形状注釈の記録

┌──

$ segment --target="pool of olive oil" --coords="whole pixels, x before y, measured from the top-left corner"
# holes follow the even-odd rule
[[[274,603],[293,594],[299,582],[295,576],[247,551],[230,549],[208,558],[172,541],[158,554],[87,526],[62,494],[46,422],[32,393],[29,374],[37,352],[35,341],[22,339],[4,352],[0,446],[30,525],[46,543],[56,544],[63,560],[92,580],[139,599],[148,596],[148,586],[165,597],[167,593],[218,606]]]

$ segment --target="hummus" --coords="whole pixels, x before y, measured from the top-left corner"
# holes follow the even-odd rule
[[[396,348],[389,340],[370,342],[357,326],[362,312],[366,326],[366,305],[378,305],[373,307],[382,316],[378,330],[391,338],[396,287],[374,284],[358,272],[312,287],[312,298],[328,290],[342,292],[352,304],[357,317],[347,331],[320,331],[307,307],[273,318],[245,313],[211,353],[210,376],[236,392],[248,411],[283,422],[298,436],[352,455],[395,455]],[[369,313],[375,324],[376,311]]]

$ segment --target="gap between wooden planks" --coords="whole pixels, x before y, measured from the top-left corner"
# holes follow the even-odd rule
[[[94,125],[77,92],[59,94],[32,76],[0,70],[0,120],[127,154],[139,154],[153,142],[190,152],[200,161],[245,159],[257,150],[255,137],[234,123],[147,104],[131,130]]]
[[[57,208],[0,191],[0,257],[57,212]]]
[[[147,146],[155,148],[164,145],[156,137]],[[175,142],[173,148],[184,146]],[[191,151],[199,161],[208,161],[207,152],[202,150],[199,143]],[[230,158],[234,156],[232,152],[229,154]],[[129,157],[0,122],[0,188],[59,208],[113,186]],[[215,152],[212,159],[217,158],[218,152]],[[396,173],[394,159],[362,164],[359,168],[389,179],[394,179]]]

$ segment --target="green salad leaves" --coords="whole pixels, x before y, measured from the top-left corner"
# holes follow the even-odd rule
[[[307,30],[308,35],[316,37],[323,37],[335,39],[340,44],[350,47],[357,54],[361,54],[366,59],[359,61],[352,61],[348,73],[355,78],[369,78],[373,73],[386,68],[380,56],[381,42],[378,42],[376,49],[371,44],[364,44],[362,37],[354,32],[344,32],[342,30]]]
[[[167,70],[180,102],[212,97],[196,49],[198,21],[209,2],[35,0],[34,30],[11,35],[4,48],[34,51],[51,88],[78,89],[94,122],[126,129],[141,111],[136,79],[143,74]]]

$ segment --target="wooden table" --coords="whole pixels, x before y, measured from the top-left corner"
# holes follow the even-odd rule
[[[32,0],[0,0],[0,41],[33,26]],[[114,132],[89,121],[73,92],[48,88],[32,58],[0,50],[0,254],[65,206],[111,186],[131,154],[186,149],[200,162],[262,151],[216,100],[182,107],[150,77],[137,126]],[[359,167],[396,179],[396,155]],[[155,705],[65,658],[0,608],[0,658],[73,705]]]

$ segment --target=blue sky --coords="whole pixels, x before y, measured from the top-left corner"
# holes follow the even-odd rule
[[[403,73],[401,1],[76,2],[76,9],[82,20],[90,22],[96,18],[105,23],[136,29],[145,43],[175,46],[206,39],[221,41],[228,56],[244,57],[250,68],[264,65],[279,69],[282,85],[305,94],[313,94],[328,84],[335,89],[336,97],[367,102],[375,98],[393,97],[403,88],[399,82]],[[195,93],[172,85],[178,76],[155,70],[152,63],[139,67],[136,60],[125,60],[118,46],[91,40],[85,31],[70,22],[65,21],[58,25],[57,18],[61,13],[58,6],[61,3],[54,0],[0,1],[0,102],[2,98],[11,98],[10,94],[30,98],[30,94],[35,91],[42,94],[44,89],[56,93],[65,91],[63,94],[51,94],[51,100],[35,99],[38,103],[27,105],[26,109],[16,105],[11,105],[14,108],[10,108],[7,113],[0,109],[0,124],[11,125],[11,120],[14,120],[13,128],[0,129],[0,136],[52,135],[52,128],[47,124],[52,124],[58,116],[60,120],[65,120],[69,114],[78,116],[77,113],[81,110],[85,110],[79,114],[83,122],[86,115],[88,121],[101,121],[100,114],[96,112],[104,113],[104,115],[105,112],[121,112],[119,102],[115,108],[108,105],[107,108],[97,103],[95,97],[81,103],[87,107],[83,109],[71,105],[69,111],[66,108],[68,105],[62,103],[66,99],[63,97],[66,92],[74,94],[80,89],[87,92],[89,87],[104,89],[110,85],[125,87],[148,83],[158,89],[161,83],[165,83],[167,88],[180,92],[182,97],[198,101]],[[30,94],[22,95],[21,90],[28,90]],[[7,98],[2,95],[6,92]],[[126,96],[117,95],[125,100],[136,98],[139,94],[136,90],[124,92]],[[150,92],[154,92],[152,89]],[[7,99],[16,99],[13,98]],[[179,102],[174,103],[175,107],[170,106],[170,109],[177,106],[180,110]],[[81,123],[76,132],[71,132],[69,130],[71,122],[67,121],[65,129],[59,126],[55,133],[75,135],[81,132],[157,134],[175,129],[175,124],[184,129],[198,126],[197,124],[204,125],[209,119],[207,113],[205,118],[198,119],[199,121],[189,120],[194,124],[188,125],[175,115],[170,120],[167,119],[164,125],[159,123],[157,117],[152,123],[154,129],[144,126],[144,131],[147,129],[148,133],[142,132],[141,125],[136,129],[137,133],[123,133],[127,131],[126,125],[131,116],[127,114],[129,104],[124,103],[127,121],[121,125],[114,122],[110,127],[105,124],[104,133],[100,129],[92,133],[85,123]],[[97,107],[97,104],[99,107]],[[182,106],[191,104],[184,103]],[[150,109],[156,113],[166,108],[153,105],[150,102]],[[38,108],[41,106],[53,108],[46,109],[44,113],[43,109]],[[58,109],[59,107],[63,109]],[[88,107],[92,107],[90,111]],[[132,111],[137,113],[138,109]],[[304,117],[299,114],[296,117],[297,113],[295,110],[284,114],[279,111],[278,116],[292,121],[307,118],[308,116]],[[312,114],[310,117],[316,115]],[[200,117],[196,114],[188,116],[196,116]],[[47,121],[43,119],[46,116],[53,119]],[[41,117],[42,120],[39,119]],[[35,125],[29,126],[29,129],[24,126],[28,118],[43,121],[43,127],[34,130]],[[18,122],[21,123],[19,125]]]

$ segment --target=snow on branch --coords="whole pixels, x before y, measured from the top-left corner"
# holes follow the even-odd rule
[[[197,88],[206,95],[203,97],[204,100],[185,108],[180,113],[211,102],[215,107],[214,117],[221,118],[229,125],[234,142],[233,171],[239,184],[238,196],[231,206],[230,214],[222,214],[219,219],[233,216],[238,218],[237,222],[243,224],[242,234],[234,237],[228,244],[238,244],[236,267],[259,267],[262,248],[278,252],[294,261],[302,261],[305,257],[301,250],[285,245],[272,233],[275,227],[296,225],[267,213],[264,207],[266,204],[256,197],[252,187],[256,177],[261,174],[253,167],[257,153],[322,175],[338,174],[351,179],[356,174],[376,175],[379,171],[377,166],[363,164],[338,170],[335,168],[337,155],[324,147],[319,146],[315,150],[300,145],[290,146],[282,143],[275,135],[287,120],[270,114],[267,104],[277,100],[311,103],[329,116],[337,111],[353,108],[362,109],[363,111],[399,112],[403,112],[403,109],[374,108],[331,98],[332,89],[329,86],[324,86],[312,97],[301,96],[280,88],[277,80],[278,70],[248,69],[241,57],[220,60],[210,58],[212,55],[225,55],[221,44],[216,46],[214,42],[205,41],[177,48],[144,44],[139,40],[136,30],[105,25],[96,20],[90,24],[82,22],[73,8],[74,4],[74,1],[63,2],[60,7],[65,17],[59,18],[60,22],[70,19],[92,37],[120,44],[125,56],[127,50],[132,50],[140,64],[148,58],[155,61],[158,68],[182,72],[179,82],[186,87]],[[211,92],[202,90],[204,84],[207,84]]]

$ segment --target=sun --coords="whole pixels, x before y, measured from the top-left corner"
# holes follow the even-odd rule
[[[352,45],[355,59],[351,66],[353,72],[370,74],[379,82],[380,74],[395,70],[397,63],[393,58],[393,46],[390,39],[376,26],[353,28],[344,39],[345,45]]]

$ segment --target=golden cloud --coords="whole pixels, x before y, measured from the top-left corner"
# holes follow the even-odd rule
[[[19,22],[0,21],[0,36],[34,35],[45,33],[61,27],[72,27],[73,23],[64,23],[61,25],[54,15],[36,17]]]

└──

上の記録のうち、文字列「wooden」を含む行をすべて特定し、それらの行を書き写してください。

演習の出力:
$ segment --target="gap between wooden planks" --coords="whole pixels, x before y, measured from the top-left corner"
$ segment --target="wooden table" --coords="whole pixels, x before y, measured from the top-left corner"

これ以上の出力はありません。